**SOURCE MATERIAL**
Begin
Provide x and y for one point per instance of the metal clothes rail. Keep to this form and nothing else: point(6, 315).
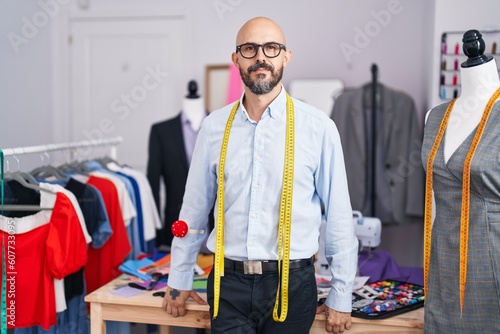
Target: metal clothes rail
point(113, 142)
End
Begin
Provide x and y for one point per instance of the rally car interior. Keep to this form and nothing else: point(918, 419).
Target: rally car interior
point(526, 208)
End
**EXERCISE REQUIREMENTS**
Rewrite the records from the line with "else: point(918, 419)." to the line with "point(526, 208)", putting "race car cabin" in place of "rally car interior" and leaving everything else unchanged.

**TASK RESULT**
Provide x and y for one point per instance of the race car cabin. Keep to this form and nothing else: point(918, 419).
Target: race car cabin
point(526, 208)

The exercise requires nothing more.